_Data shown_
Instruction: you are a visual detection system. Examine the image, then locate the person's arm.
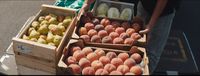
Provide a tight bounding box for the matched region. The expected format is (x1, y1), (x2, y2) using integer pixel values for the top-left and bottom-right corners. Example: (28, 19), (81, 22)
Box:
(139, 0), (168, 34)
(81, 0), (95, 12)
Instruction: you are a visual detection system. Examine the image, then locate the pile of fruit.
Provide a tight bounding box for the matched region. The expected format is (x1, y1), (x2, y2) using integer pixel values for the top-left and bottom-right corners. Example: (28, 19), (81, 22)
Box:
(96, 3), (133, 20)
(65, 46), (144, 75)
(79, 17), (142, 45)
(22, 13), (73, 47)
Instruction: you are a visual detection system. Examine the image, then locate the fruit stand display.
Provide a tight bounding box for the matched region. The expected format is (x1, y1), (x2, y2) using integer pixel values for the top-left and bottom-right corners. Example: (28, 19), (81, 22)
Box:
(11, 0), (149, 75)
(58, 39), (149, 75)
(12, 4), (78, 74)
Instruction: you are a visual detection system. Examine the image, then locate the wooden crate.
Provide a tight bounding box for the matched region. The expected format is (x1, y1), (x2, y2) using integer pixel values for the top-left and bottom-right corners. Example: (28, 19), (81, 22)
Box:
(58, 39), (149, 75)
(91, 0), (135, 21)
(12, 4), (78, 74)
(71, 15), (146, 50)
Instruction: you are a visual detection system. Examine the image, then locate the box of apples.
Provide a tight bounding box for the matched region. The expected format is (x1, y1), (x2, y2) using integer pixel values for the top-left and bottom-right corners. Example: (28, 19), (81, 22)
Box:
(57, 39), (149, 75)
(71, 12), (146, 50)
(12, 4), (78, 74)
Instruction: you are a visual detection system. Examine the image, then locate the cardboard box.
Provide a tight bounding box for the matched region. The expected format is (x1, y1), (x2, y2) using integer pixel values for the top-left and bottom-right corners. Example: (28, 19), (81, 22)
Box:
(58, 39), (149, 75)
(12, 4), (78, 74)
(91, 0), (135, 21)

_Your goal_
Whenever "fruit" occurs in a line of the entries, copy that line.

_Response for this exercise_
Instruction: you are a visual detection system. Examine the image, then locate the pile of fruit.
Instruction: you are a visual detection system. Examine the image, then locate the fruit stand display.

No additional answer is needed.